ISTRUZIONI E REQUISITI: Ricopia tutte le righe seguenti carattere per carattere, senza alcuna modifica.
○ ○ ○ ○ ○
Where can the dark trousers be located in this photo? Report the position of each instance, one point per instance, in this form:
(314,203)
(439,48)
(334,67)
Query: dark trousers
○ ○ ○ ○ ○
PROBLEMA RISOLTO:
Where can the dark trousers be located in this photo? Report the position of each instance, one point per instance, in this form:
(314,203)
(439,48)
(334,67)
Query: dark trousers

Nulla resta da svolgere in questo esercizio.